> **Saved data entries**
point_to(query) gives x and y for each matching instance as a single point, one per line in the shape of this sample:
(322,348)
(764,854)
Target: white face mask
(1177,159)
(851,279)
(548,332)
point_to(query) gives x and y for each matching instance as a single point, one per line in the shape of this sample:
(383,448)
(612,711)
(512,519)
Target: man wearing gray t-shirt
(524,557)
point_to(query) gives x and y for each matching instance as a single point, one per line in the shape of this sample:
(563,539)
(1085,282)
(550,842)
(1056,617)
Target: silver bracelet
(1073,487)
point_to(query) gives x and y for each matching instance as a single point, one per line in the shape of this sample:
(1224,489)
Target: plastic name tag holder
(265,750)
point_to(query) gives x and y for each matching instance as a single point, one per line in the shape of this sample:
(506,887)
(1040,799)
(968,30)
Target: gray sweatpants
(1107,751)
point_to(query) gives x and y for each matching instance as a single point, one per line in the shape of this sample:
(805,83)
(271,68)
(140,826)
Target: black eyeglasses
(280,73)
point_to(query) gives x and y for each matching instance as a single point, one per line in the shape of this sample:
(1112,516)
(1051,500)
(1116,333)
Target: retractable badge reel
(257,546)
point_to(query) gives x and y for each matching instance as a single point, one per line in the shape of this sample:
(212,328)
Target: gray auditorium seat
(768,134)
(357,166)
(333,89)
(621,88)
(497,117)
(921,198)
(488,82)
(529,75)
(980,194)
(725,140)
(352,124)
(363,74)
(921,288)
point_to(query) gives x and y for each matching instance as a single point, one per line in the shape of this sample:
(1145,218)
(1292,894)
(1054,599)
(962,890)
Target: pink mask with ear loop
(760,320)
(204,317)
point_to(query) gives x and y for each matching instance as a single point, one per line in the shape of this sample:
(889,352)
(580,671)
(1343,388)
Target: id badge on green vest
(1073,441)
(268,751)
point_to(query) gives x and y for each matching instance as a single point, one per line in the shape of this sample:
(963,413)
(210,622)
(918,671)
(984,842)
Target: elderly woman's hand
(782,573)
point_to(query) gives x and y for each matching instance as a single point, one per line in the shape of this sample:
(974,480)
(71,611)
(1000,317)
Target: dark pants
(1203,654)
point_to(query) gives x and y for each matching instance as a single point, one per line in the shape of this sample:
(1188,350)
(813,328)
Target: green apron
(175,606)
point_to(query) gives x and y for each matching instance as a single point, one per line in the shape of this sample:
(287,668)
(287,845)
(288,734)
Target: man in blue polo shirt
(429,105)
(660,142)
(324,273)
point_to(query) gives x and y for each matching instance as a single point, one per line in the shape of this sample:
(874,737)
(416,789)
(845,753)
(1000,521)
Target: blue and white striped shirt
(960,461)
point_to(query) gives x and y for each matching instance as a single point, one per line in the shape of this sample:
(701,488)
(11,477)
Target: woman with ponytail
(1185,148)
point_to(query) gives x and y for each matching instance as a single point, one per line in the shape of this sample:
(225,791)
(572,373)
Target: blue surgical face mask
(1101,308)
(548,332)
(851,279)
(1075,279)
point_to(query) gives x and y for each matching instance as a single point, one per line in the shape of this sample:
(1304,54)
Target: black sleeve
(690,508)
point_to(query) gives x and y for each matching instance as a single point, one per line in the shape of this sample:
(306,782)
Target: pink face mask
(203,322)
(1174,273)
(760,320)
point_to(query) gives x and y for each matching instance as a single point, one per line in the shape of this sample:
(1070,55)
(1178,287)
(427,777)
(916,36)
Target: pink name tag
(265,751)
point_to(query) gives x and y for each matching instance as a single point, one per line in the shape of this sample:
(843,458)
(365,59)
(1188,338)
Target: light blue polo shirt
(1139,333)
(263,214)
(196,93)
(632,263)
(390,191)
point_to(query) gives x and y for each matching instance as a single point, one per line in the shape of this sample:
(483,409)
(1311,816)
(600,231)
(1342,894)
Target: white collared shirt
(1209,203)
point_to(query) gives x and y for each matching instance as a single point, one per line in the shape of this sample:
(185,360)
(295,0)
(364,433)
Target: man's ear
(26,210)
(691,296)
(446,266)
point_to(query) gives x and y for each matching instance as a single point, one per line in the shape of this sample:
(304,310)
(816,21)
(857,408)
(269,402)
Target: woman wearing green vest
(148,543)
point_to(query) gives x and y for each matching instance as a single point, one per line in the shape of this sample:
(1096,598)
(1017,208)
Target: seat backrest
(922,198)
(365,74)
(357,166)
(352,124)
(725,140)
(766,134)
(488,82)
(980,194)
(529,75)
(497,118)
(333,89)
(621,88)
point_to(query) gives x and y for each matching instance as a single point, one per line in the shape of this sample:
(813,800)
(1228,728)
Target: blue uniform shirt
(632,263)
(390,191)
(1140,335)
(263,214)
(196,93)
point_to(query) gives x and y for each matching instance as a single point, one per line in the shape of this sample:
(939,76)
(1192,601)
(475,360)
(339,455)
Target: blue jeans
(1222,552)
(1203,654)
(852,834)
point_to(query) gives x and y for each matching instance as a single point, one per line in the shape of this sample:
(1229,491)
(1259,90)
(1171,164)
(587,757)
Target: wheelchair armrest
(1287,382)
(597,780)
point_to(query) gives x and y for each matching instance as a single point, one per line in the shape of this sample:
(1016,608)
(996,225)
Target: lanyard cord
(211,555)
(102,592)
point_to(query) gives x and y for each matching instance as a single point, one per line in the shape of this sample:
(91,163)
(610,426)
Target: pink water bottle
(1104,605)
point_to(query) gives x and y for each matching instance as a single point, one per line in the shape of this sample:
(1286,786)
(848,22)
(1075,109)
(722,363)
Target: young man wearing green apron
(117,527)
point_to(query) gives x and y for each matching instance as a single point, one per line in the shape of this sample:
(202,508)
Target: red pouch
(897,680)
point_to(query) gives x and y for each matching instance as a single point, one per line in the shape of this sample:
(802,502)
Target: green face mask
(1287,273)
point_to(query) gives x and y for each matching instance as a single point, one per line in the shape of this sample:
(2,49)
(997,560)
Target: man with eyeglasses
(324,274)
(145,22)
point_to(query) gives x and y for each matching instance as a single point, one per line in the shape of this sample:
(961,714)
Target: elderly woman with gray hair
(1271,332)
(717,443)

> **About this task**
Type out the records above again, exactly the same.

> **Your solution**
point_to(query) gives x and y for each matching instance as a single point, one per line in the shape of this sample:
(322,348)
(764,854)
Target: white face mask
(1177,159)
(851,279)
(548,332)
point_to(query) gives x and y for each matching instance as a single point, one per line in the shape of this sample:
(383,448)
(612,711)
(512,519)
Target: man wearing gray t-shirt
(524,557)
point_to(query) gives x and y for each matching instance as a single point, one per line in the shape of this sample:
(563,539)
(1085,282)
(550,842)
(1056,617)
Target: silver bracelet
(1073,487)
point_to(query) gives x and y for each matching instance as a single point, one per line in the shape of this sample:
(1224,489)
Target: plastic name tag holder
(265,750)
point_to(query) gives x and y for each matching instance as a single point, one per line in the shape of this sample:
(506,887)
(1040,799)
(968,30)
Target: gray sweatpants
(1107,751)
point_to(query) gives x and y for each matching instance as a single point, one per line in the shape of this sample:
(805,83)
(271,68)
(140,826)
Target: black eyeglasses
(280,73)
point_to(query) gives x and y for each matching instance as a single point, one per line in the shape of this sample:
(1112,516)
(1051,500)
(1116,333)
Target: retractable badge reel
(257,546)
point_to(query) gives x and y for each matching instance as a single point, one per line in the shape of this sample:
(212,328)
Target: gray auditorium seat
(768,134)
(357,166)
(333,89)
(621,88)
(497,117)
(921,198)
(488,82)
(529,75)
(980,194)
(725,140)
(352,124)
(363,74)
(921,288)
point_to(query) gives x and y for each matching instance as a single point, one per line in the shape of this sample:
(1145,218)
(1292,894)
(1054,599)
(962,890)
Target: pink mask with ear loop
(760,320)
(204,317)
point_to(query) gives x and y for each matching instance as a single point, one per line in the shape of this sample:
(889,352)
(580,671)
(1343,388)
Target: id badge on green vest
(1073,441)
(268,751)
point_to(query) gives x and y for each matching instance as a single point, one per line in the shape of this sample:
(963,413)
(210,622)
(918,671)
(984,842)
Target: elderly woman's hand
(782,573)
point_to(query) gives x and y for each matching instance as a single point, one per line in the shape of this sample:
(974,480)
(71,611)
(1000,317)
Target: dark pants
(1203,654)
point_to(query) gives x and y for each matching instance as a single point, one per line in the shape of this sample:
(1188,350)
(813,328)
Target: green apron
(175,606)
point_to(query) gives x and y for each matching instance as a single point, one per line in the shape of this sample:
(287,668)
(287,845)
(288,734)
Target: man in blue polo shirt
(429,105)
(660,142)
(324,273)
point_to(query) gives x and y for each matching instance as a single point, one per line in the shape of this sample:
(874,737)
(416,789)
(845,753)
(1000,521)
Target: blue and white striped shirt
(960,461)
point_to(query) gives x and y for each matching instance as a single point, one per line in the shape of this sample:
(701,488)
(11,477)
Target: woman with ponytail
(1185,148)
point_to(query) gives x and y for each matching instance as a single point, one per line in the shape of this sample:
(225,791)
(572,373)
Target: blue surgical face mask
(1101,308)
(548,332)
(851,279)
(1075,279)
point_to(query) gives x and y for each matching instance as a single point, one per line in the shape of this sample:
(1304,54)
Target: black sleeve
(690,508)
point_to(query) gives x and y for each matching instance as a single point, one per line in the shape of this sample:
(306,782)
Target: pink face mask
(203,322)
(1174,273)
(760,320)
point_to(query) gives x and y for each matching instance as a single point, one per line in the shape of this sample:
(1070,55)
(1178,287)
(427,777)
(916,36)
Target: pink name tag
(265,751)
point_to(query) gives x and y for each matching instance as a single point, one per line in the shape of this sample:
(843,458)
(365,59)
(1188,338)
Target: light blue polo shirt
(1139,333)
(263,214)
(196,93)
(632,263)
(390,191)
point_to(query) gives x and y for each matching instance as a single point, one per line in the shape of this sample:
(483,409)
(1311,816)
(600,231)
(1342,894)
Target: white collared shirt
(1209,203)
point_to(query) gives x and y for each matching instance as a single point, one per line in the shape of this sample:
(185,360)
(295,0)
(364,433)
Target: man's ear
(26,210)
(691,296)
(446,266)
point_to(query) gives x and y for each matching instance as a single point, one per line in the shape of this sample:
(304,310)
(816,21)
(857,408)
(269,402)
Target: woman wearing green vest
(148,543)
point_to(query) gives x and y for each matching instance as a single point, one per line in the shape of this sample:
(1096,598)
(1017,208)
Target: seat backrest
(922,198)
(365,74)
(357,166)
(352,124)
(725,140)
(766,134)
(488,82)
(980,194)
(529,75)
(497,118)
(333,89)
(621,88)
point_to(query) gives x and y for each matching instance as a single point, one per line in the shape of this sample:
(813,800)
(1228,728)
Target: blue uniform shirt
(632,263)
(390,191)
(1140,335)
(263,214)
(196,93)
point_to(query) gives x and y for each matching instance as a single point, one per line in the shape of this sample:
(939,76)
(1192,601)
(475,360)
(339,455)
Target: blue jeans
(1222,552)
(1203,654)
(852,834)
point_to(query) gives x and y for each matching instance as a single point, one per line in the shape of this sample:
(1229,491)
(1259,90)
(1171,164)
(587,757)
Target: wheelchair armrest
(1287,382)
(597,780)
point_to(query) gives x and y for each matching instance as a single point, one per line in the shape of this sample:
(1016,608)
(996,225)
Target: lanyard cord
(211,555)
(102,592)
point_to(query) gives x and y for each matching instance as a single point, one per line in the shape of this sample:
(91,163)
(610,426)
Target: pink water bottle
(1104,605)
point_to(query) gives x and y for each matching instance as a single point, one per line in the shape of this sample:
(1286,786)
(848,22)
(1075,109)
(722,363)
Target: young man wearing green apron
(117,527)
point_to(query) gives x and y for each matching instance as a single point, one per line in the shape of this sample:
(202,508)
Target: red pouch
(897,680)
point_to(query) gives x and y for each matching instance as a single point, one per line in the shape of this sample:
(802,502)
Target: green face mask
(1287,273)
point_to(query) gives x and y for each matching instance as a single point, one per line in the shape of this sample:
(2,49)
(997,560)
Target: man with eyeglasses
(324,274)
(145,22)
point_to(query) gives x and y for each matching instance as a single point, one per line in the shape of this sample:
(961,714)
Target: elderly woman with gray hair
(1271,332)
(717,443)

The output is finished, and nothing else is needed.